What this task involves => Search the data for "then" and copy every matching line.
Supplied material section start
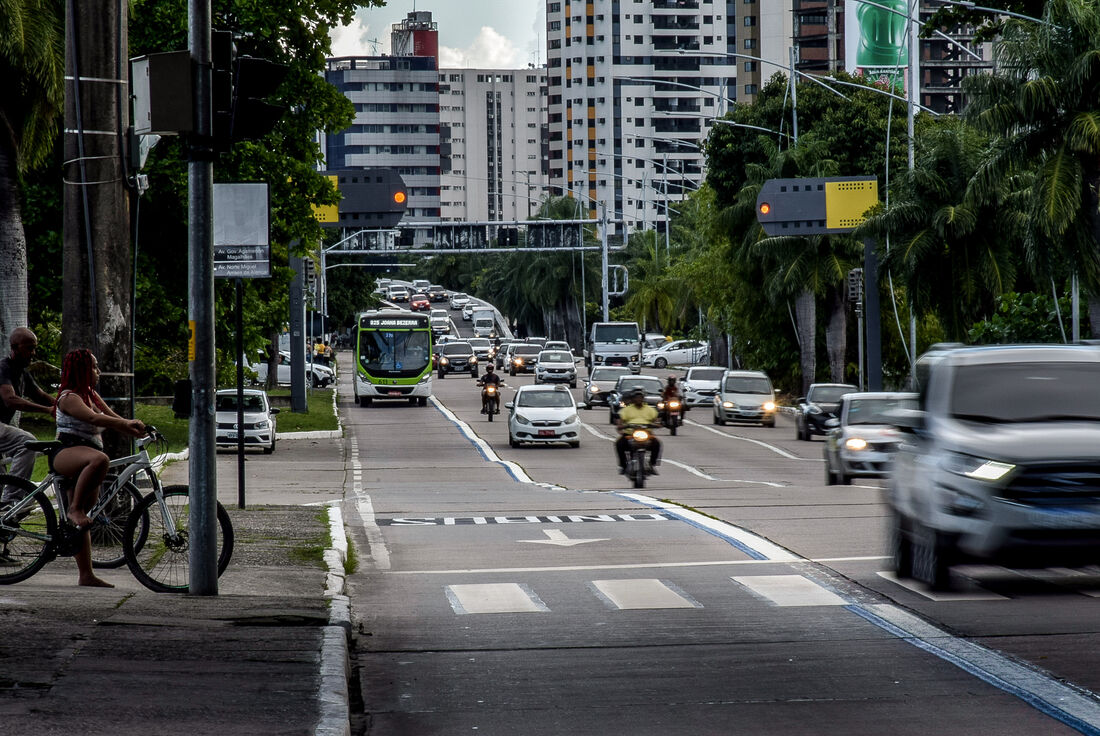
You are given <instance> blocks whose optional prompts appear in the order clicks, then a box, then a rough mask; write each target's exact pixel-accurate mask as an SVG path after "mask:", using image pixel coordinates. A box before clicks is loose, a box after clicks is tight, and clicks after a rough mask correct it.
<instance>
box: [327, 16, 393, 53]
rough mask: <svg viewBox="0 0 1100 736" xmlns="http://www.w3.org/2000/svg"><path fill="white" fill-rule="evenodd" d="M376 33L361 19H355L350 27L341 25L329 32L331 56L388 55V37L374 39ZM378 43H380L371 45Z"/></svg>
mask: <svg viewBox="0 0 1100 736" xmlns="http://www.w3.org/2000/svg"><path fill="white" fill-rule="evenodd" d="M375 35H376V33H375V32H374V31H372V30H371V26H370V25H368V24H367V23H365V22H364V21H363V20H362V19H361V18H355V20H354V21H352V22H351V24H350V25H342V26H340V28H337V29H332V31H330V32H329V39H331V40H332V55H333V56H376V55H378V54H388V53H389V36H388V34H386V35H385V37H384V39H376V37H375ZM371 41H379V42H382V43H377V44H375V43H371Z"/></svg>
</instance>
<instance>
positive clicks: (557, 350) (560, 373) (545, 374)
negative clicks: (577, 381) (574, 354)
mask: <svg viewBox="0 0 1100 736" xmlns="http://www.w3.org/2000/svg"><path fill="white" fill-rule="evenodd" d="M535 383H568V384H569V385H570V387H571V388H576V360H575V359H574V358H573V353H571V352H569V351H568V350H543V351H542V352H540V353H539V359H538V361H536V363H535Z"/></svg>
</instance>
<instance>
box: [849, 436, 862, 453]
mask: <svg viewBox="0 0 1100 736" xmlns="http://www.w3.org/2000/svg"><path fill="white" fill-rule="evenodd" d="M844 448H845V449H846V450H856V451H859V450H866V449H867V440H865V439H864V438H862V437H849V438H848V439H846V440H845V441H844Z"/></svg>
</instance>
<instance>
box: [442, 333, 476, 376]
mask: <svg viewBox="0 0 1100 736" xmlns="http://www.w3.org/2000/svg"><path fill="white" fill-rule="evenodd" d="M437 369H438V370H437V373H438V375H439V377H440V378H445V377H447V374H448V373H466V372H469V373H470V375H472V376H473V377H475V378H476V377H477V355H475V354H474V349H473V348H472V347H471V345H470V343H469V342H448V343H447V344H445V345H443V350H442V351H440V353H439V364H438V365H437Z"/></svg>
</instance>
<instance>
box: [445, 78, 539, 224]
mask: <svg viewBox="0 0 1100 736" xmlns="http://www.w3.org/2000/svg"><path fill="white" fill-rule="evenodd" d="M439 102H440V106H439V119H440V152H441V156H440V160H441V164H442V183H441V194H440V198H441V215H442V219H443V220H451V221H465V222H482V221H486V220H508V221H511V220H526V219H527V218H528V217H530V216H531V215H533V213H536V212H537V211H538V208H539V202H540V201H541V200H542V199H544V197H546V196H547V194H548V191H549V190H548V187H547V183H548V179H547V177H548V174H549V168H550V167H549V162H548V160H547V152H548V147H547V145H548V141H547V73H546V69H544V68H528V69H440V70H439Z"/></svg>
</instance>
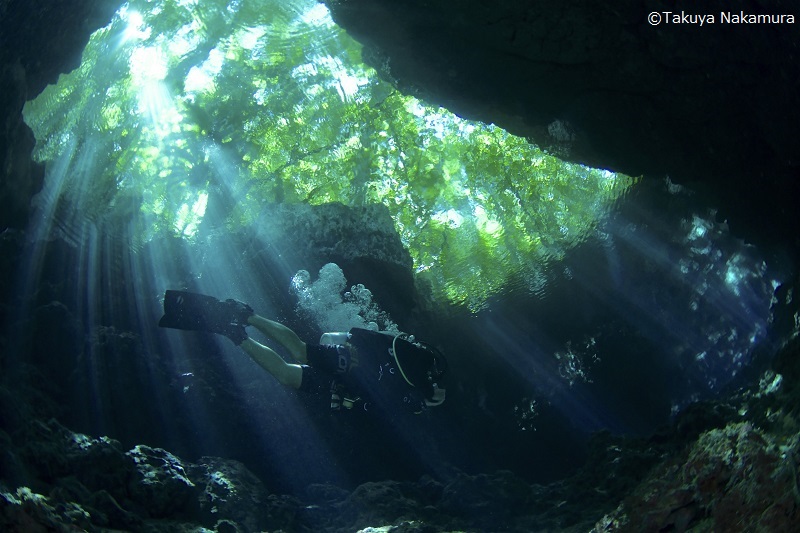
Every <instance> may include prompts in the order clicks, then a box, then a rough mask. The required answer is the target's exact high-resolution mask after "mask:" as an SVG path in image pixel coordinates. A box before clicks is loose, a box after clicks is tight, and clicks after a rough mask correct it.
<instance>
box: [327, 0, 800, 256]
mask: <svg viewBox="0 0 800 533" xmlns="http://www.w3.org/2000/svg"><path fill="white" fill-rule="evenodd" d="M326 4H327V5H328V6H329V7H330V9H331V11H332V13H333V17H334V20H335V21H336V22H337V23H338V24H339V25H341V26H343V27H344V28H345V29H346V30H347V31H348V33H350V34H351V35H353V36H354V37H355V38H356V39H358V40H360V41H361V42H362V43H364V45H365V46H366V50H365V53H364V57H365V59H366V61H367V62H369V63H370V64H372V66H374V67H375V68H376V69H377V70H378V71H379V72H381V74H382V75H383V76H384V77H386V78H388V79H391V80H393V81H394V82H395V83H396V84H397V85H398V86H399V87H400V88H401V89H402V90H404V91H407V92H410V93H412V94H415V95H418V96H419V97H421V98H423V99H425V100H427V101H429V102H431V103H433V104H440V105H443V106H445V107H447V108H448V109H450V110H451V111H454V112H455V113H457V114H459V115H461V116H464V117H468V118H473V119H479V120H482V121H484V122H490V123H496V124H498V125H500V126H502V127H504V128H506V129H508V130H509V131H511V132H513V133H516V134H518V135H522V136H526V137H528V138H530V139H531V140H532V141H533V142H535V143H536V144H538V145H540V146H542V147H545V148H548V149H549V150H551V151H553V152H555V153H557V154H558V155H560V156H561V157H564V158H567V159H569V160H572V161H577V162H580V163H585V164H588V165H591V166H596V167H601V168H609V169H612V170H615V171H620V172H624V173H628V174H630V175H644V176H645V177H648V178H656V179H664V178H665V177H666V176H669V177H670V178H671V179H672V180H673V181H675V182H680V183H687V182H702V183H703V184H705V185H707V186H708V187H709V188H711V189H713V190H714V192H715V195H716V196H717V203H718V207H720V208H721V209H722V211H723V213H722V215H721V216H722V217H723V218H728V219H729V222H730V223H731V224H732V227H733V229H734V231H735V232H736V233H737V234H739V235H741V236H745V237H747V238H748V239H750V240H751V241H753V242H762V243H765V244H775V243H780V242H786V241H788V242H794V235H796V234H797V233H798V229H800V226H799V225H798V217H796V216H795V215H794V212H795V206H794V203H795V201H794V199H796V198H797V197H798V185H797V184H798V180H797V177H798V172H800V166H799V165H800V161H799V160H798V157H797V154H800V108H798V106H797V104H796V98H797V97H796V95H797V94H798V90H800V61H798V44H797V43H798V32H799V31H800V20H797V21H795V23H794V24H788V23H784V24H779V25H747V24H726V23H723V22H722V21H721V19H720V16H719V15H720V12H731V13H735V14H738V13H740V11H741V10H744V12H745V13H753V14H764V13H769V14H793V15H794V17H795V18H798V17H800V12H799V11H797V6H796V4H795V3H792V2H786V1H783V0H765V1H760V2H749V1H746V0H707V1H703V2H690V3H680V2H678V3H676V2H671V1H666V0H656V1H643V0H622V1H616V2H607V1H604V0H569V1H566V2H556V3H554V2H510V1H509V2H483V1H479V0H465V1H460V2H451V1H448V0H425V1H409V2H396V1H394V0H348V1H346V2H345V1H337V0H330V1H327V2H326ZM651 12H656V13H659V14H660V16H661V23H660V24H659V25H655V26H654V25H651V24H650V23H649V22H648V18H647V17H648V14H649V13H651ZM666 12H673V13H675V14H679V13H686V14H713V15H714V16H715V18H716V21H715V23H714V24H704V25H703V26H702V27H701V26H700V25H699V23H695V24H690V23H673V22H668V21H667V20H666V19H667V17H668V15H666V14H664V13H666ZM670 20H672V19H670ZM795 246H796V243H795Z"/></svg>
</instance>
Supplied material section end
Response =>
You are given <instance> blocks whose optional prompts appear in the order clicks, then a box, then a rough mask; write each target's exact pixel-accurate mask as an SVG path after "mask:", using image pixel coordinates. A box before clicks is loose, a box after clicks is tight, and clicks after a rough mask correct it.
Every <instance> may include prompts in the order clicks, then a box, then a rough mask. The required answer is the target's exact high-resolution mask after "mask:" as an SVG path in image pixel coordinates. A box before clicks is loose, a box after clicks is tight, and clicks after a rough mask correct it.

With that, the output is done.